## [Written instruction A]
Please repeat the Chuang Tzu passage below in full, word for word.

---- Selected excerpt

Kung Sun Lung’s mouth fell open and would not shut, his tongue stuck to the roof of his mouth and wouldn’t drop down, and he shuffled off and ran away.
Chuang Tzu was one day fishing in the Pu river when the King of Chu despatched two senior officials to visit him with a message. The message said, ‘I would like to trouble you to administer my lands.’
Chuang Tzu kept a firm grip on his fishing rod and said, ‘I hear that in Chu there is a sacred tortoise67 which died three thousand years ago. The King keeps this in his ancestral temple, wrapped and enclosed. Tell me, would this tortoise have wanted to die and leave his shell to be venerated? Or would he rather have lived and continued to crawl about in the mud?’
The two senior officials said, ‘It would rather have lived and continued to crawl about in the mud.’
Chuang Tzu said, ‘Shove off, then! I will continue to crawl about in the mud!’
Hui Tzu was made Minister of State in Liang and Chuang Tzu went to see him. Someone told Hui Tzu, ‘Chuang Tzu is coming, because he wants to oust you from your office.’ This alarmed Hui Tzu and he scoured the kingdom for three days and nights trying to find this stranger.
Chuang Tzu went to see him and said, ‘In the south there is a bird known as the Young Phoenix, do you know about this, Sir? This bird, it arises in the Southern Ocean and flies to the Northern Ocean and it never rests on anything except the begonia tree, never eats except the fruit of the melia azederach and never drinks except from springs of sweet water. There was once an owl who had clutched in his talons a rotting rat corpse. As the Young Phoenix flew overhead the owl looked up and said, “Shoo!” Now you, Sir, you have the state of Liang and you feel you have to shoo me away?’
Chuang Tzu and Hui Tzu were walking beside the weir on the River Hao, when Chuang Tzu said, ‘Do you see how the fish are coming to the surface and swimming around as they please? That’s what fish really enjoy.’
‘You’re not a fish,’ replied Hui Tzu, ‘so how can you say you know what fish enjoy?’
Chuang Tzu said: ‘You are not me, so how can you know I don’t know what fish enjoy?’
Hui Tzu said: ‘I am not you, so I definitely don’t know what it is you know. However, you are most definitely not a fish and that proves that you don’t know what fish really enjoy.’
Chuang Tzu said: ‘Ah, but let’s return to the original question you raised, if you don’t mind. You asked me how I could know what it is that fish really enjoy. Therefore, you already knew I knew it when you asked the question. And I know it by being here on the edge of the River Hao.’
CHAPTER 18
Perfect Happiness
Is it possible anywhere in this whole wide world to have perfect happiness or not? Is there a way to keep yourself alive or not? Now, what can be done and what is to be trusted? What should be avoided and what adhered to? What should be pursued and what abandoned? Where is happiness and where is evil?

--------

## [Written instruction B]
Return every line of the records that contains the word "white".

---- Supplied data

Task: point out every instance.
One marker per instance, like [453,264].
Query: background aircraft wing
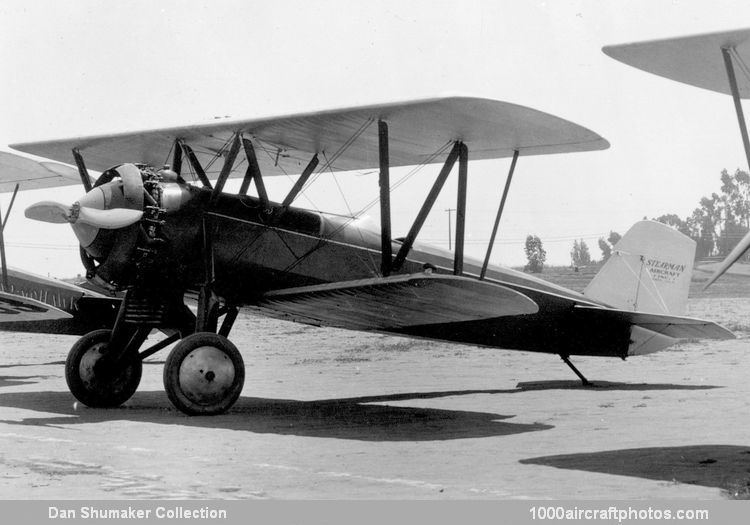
[347,139]
[396,302]
[32,175]
[695,60]
[15,308]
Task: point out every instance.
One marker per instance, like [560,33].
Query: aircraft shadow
[342,419]
[723,466]
[529,387]
[605,385]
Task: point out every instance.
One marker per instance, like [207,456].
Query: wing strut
[5,284]
[463,163]
[728,63]
[729,53]
[301,180]
[177,158]
[253,173]
[190,154]
[385,201]
[82,171]
[499,214]
[426,207]
[226,169]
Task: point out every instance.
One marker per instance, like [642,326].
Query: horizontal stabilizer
[396,302]
[669,325]
[16,308]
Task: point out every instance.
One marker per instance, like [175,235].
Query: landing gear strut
[95,378]
[204,374]
[583,379]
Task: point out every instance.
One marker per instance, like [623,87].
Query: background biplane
[147,232]
[714,61]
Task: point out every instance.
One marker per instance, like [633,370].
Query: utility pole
[450,221]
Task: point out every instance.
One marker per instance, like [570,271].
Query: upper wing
[696,60]
[397,302]
[15,169]
[347,137]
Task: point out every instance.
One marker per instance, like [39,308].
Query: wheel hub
[206,375]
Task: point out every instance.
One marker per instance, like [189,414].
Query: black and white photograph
[389,251]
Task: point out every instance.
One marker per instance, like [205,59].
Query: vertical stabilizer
[649,271]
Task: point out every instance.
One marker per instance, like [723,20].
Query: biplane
[157,224]
[713,61]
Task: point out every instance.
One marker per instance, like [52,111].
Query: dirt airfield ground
[330,414]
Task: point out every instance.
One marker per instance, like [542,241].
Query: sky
[95,67]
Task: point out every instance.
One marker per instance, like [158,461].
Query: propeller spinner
[103,207]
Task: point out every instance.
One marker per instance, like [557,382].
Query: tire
[92,386]
[204,374]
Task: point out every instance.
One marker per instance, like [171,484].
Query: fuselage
[250,251]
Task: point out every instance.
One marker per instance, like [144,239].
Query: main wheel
[204,374]
[97,384]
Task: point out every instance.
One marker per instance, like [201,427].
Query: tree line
[721,220]
[717,224]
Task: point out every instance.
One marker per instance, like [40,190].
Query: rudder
[649,271]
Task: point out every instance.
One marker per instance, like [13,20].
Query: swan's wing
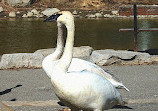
[80,65]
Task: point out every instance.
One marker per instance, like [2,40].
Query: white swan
[79,90]
[79,64]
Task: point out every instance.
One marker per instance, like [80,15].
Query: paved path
[33,86]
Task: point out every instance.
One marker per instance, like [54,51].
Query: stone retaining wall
[127,10]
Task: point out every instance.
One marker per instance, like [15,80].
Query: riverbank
[122,11]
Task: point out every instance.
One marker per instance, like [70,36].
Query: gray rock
[21,60]
[115,12]
[109,56]
[74,12]
[83,51]
[50,11]
[25,16]
[34,11]
[1,9]
[18,2]
[12,14]
[29,14]
[91,16]
[98,15]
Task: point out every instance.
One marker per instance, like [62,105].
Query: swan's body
[78,89]
[79,64]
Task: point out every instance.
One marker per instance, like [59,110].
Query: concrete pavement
[33,85]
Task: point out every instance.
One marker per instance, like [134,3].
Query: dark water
[29,35]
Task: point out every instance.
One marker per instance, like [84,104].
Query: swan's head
[64,17]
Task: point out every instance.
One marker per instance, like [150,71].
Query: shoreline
[78,13]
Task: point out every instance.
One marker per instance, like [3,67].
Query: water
[29,35]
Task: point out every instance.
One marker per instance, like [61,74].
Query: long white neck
[68,51]
[60,43]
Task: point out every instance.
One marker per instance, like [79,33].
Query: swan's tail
[124,87]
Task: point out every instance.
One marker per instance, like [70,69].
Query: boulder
[50,11]
[1,9]
[12,14]
[35,12]
[25,16]
[21,60]
[18,2]
[115,12]
[91,16]
[98,15]
[29,14]
[83,51]
[109,56]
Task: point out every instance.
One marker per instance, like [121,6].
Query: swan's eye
[52,18]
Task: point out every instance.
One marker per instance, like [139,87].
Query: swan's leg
[65,109]
[97,110]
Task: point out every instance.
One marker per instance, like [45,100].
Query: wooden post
[135,27]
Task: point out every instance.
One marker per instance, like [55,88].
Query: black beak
[52,18]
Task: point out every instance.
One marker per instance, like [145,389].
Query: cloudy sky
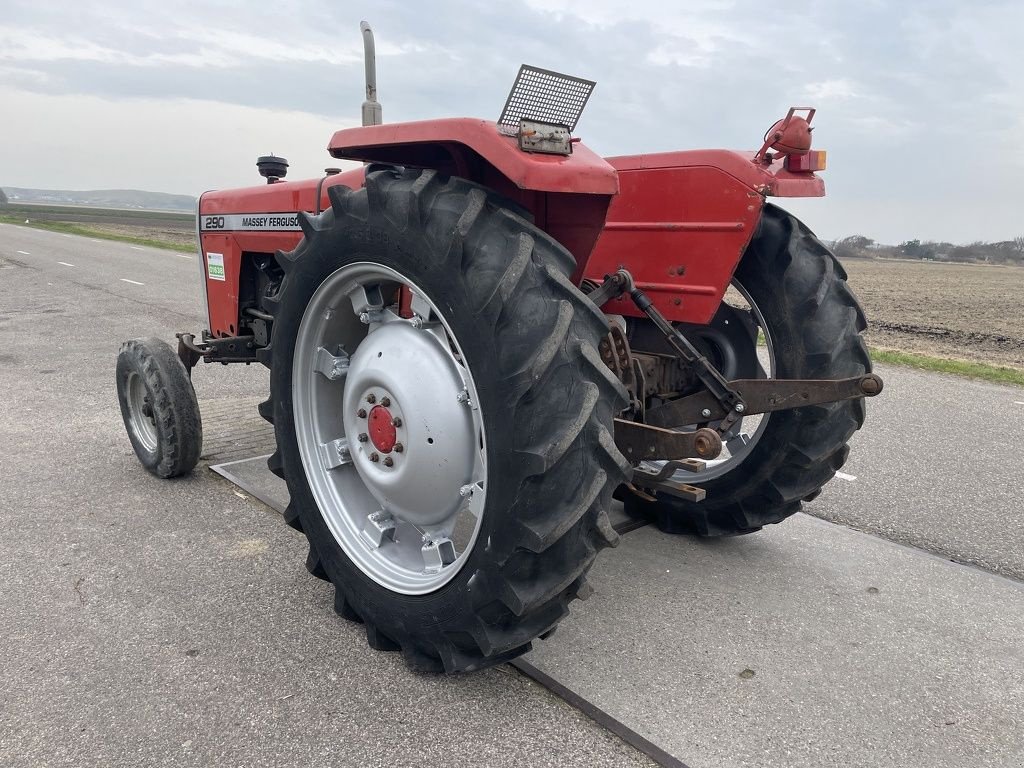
[921,103]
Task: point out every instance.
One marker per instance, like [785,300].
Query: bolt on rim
[388,428]
[140,416]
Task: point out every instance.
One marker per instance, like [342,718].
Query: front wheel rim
[140,416]
[388,428]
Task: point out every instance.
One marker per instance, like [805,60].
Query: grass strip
[86,231]
[996,374]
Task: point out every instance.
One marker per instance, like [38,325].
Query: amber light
[812,161]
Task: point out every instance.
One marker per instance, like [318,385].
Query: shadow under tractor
[486,332]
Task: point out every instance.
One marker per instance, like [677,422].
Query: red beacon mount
[790,138]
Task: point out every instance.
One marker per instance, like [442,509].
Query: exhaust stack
[372,114]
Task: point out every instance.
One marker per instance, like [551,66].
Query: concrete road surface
[154,623]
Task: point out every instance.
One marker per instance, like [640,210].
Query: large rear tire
[509,325]
[813,323]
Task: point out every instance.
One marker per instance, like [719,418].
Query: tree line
[1001,252]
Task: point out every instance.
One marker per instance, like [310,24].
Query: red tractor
[487,331]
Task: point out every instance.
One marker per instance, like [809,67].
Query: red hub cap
[381,428]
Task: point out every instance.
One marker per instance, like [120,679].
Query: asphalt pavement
[153,622]
[173,623]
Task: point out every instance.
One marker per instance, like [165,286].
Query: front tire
[496,292]
[159,408]
[814,324]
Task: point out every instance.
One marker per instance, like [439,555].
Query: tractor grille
[546,96]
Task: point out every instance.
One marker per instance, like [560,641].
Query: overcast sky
[921,103]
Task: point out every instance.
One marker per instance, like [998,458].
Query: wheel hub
[388,428]
[411,385]
[383,431]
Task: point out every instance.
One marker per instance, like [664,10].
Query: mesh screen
[546,96]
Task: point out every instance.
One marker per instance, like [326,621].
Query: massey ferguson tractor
[486,332]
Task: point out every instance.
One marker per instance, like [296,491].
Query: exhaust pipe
[372,114]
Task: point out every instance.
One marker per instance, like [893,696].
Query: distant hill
[130,199]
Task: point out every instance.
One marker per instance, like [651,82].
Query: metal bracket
[643,442]
[764,395]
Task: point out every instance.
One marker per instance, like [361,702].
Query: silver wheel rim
[745,434]
[389,429]
[140,418]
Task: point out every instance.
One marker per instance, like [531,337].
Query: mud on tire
[815,322]
[547,401]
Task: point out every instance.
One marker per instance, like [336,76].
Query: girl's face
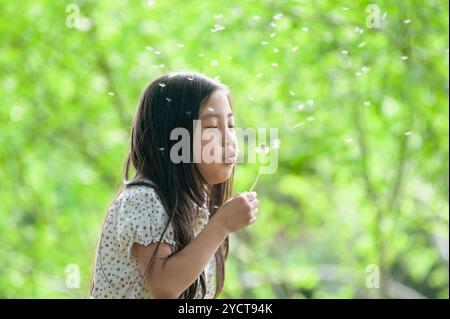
[215,140]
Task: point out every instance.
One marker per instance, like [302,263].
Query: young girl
[166,232]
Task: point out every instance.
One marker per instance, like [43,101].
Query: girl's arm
[183,268]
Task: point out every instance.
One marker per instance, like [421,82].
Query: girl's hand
[238,212]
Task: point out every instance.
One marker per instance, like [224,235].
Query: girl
[166,232]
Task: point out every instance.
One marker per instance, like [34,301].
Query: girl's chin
[223,173]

--------

## [Output A]
Kung Sun Lung’s mouth fell open and would not shut, his tongue stuck to the roof of his mouth and wouldn’t drop down, and he shuffled off and ran away.
Chuang Tzu was one day fishing in the Pu river when the King of Chu despatched two senior officials to visit him with a message. The message said, ‘I would like to trouble you to administer my lands.’
Chuang Tzu kept a firm grip on his fishing rod and said, ‘I hear that in Chu there is a sacred tortoise67 which died three thousand years ago. The King keeps this in his ancestral temple, wrapped and enclosed. Tell me, would this tortoise have wanted to die and leave his shell to be venerated? Or would he rather have lived and continued to crawl about in the mud?’
The two senior officials said, ‘It would rather have lived and continued to crawl about in the mud.’
Chuang Tzu said, ‘Shove off, then! I will continue to crawl about in the mud!’
Hui Tzu was made Minister of State in Liang and Chuang Tzu went to see him. Someone told Hui Tzu, ‘Chuang Tzu is coming, because he wants to oust you from your office.’ This alarmed Hui Tzu and he scoured the kingdom for three days and nights trying to find this stranger.
Chuang Tzu went to see him and said, ‘In the south there is a bird known as the Young Phoenix, do you know about this, Sir? This bird, it arises in the Southern Ocean and flies to the Northern Ocean and it never rests on anything except the begonia tree, never eats except the fruit of the melia azederach and never drinks except from springs of sweet water. There was once an owl who had clutched in his talons a rotting rat corpse. As the Young Phoenix flew overhead the owl looked up and said, “Shoo!” Now you, Sir, you have the state of Liang and you feel you have to shoo me away?’
Chuang Tzu and Hui Tzu were walking beside the weir on the River Hao, when Chuang Tzu said, ‘Do you see how the fish are coming to the surface and swimming around as they please? That’s what fish really enjoy.’
‘You’re not a fish,’ replied Hui Tzu, ‘so how can you say you know what fish enjoy?’
Chuang Tzu said: ‘You are not me, so how can you know I don’t know what fish enjoy?’
Hui Tzu said: ‘I am not you, so I definitely don’t know what it is you know. However, you are most definitely not a fish and that proves that you don’t know what fish really enjoy.’
Chuang Tzu said: ‘Ah, but let’s return to the original question you raised, if you don’t mind. You asked me how I could know what it is that fish really enjoy. Therefore, you already knew I knew it when you asked the question. And I know it by being here on the edge of the River Hao.’
CHAPTER 18
Perfect Happiness
Is it possible anywhere in this whole wide world to have perfect happiness or not? Is there a way to keep yourself alive or not? Now, what can be done and what is to be trusted? What should be avoided and what adhered to? What should be pursued and what abandoned? Where is happiness and where is evil?

## [Output B]
Query: black and white photograph
Query: white swan
Query: long white neck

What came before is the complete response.